Print the first line of the material below and each line after it, exactly as written, ending with the line that contains "of the clear".

========================

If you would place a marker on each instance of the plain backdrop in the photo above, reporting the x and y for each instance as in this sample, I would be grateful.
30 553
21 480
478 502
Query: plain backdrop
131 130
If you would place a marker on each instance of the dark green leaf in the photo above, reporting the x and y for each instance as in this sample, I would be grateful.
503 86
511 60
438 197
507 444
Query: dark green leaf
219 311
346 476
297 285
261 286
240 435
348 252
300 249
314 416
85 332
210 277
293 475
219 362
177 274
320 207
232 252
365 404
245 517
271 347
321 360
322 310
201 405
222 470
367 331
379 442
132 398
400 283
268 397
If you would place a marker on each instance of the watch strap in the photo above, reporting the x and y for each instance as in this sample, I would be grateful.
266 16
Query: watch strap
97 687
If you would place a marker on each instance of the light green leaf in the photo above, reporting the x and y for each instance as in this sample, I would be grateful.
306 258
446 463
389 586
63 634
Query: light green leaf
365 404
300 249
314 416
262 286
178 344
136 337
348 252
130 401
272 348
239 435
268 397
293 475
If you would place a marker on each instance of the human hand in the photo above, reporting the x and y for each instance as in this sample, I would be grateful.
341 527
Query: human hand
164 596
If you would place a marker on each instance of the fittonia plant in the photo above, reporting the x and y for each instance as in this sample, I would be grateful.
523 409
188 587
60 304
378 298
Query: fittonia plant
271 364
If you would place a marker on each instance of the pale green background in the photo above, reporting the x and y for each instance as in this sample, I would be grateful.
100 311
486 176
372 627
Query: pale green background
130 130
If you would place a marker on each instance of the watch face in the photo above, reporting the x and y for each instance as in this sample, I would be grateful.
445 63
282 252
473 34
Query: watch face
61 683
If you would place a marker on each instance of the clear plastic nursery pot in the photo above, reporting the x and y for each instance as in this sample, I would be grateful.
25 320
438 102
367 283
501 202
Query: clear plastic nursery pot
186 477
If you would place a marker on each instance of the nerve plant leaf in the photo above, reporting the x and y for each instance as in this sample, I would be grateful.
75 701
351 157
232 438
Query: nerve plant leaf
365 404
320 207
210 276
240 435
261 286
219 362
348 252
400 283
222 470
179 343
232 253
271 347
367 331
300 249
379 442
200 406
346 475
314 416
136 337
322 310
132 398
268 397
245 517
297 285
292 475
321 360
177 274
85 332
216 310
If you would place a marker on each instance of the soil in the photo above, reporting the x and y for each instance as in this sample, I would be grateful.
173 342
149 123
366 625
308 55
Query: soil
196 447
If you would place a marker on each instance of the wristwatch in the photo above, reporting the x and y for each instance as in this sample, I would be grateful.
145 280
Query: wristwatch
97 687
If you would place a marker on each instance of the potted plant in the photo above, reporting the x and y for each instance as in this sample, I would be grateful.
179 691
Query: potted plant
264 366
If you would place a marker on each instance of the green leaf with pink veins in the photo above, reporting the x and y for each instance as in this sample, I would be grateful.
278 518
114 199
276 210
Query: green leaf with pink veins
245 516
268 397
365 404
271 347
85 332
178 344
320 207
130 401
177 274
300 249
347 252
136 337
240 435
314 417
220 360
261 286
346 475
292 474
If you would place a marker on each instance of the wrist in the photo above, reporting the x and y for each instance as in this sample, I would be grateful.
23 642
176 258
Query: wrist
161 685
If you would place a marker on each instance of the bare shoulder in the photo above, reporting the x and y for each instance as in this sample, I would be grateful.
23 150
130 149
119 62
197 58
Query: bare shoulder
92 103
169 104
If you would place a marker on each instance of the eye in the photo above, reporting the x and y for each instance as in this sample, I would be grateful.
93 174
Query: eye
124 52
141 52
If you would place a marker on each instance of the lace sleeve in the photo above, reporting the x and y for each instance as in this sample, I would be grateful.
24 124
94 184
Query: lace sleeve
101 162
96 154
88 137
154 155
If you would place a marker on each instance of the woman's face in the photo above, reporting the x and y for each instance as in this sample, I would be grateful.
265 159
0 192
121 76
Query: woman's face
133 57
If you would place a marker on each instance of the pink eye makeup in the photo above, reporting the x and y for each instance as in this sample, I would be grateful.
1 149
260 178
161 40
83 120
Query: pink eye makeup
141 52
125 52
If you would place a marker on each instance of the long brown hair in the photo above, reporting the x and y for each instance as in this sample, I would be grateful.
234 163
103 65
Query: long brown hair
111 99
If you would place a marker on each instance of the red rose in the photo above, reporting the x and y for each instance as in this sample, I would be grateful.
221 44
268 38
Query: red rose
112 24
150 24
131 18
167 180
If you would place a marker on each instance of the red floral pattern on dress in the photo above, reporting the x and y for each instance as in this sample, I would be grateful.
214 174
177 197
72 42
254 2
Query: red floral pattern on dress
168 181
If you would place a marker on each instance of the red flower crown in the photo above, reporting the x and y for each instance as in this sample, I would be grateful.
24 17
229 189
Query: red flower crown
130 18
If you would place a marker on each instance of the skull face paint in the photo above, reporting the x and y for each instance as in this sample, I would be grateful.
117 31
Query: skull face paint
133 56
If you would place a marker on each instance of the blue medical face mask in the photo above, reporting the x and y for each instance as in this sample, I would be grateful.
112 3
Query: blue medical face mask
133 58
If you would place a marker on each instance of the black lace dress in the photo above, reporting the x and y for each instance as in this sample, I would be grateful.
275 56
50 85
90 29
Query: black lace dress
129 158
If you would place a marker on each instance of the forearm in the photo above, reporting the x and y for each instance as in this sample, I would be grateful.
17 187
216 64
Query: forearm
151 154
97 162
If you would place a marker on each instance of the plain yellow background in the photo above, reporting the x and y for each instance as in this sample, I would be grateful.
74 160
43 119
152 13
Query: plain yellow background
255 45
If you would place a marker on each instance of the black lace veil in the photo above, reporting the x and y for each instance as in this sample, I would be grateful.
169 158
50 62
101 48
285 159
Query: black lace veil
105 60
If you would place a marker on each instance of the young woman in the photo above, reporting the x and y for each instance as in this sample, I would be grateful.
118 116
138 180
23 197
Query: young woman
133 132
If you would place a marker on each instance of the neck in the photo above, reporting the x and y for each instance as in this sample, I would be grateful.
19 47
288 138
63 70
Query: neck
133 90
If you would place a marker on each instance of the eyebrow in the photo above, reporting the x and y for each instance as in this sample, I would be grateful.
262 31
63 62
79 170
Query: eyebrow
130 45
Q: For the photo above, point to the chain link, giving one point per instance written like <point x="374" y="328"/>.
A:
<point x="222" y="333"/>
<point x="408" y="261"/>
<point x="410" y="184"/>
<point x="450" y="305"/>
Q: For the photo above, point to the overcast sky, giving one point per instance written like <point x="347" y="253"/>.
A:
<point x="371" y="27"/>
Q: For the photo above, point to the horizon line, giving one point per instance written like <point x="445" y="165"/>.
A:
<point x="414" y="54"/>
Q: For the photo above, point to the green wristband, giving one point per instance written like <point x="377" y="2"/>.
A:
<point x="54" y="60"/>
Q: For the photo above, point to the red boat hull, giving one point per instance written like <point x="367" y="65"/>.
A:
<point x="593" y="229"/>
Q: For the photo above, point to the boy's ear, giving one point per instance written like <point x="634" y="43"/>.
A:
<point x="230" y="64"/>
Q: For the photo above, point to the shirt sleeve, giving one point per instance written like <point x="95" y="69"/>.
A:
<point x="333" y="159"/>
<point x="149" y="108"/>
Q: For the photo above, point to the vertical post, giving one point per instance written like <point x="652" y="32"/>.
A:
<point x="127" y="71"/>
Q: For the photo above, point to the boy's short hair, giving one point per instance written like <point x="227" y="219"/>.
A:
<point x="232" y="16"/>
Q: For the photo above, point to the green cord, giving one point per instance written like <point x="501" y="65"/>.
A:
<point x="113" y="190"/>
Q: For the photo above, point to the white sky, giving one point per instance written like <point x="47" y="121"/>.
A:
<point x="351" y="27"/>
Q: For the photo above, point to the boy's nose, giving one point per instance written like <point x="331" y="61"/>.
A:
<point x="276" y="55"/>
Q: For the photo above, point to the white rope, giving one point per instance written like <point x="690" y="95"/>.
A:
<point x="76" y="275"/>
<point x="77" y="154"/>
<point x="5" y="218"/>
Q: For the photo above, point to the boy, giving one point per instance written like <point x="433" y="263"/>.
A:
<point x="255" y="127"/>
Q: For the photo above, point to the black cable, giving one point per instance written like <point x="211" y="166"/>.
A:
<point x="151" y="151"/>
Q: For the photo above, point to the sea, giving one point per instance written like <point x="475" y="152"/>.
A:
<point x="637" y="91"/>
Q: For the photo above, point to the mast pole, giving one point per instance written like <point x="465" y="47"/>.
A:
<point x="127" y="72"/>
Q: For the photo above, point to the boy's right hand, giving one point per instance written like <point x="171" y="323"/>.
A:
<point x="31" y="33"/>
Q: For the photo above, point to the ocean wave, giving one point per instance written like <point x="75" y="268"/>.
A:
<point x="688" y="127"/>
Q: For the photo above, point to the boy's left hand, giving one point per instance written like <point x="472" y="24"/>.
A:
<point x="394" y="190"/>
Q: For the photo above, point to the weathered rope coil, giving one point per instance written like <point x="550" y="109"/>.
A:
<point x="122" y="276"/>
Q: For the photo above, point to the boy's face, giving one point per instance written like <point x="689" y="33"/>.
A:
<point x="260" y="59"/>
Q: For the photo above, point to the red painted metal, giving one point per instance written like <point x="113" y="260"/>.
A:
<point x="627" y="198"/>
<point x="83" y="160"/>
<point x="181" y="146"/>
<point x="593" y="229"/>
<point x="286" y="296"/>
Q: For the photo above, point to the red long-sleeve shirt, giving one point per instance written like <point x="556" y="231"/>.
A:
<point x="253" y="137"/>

========================

▶ _Reply to the task_:
If you would place a marker on each instance of the plain backdrop in the photo above, reporting the x and y for each instance as in this sample, I would be grateful.
30 553
21 480
478 502
Query: plain backdrop
131 130
If you would place a marker on each instance of the dark green leaf in the photo above, reporting the x and y for each instance as in this sample, I would be grateful.
503 86
511 60
438 197
507 444
Query: dark green leaf
219 311
346 476
297 285
261 286
240 435
348 252
300 249
314 416
85 332
210 277
293 475
219 362
177 274
320 207
232 252
365 404
245 517
271 347
321 360
322 310
201 405
222 470
367 331
379 442
132 398
400 283
268 397
If you would place a marker on each instance of the watch strap in the photo above, reporting the x and y for each instance as in this sample, I would be grateful.
266 16
Query: watch strap
97 687
If you would place a marker on each instance of the light green leaf in the photo above, reporting the x and y for each instance as in this sample, I would be grateful.
306 258
446 463
389 586
63 634
Query: light green leaf
365 404
300 249
314 416
262 286
178 344
136 337
348 252
130 401
272 348
239 435
268 397
293 475
If you would place a marker on each instance of the human hand in the photo above, reporting the x and y for each instance as in this sample, I would be grateful.
341 527
Query: human hand
164 596
If you would place a marker on each instance of the fittonia plant in the photo above, reporting the x and y for each instance as in this sample, I would be grateful.
523 409
188 587
60 304
378 298
Query: fittonia plant
271 364
If you would place a marker on each instance of the pale green background in the photo above, reporting the x and y for each instance as in this sample, I would be grateful.
100 311
486 176
372 627
Query: pale green background
130 130
If you would place a marker on each instance of the watch face in the photo above, reporting the x and y for each instance as in this sample, I would be grateful.
445 63
282 252
473 34
Query: watch face
61 683
If you would place a marker on each instance of the clear plastic nursery pot in the photo above, reporting the x and y for each instance as in this sample, I would be grateful.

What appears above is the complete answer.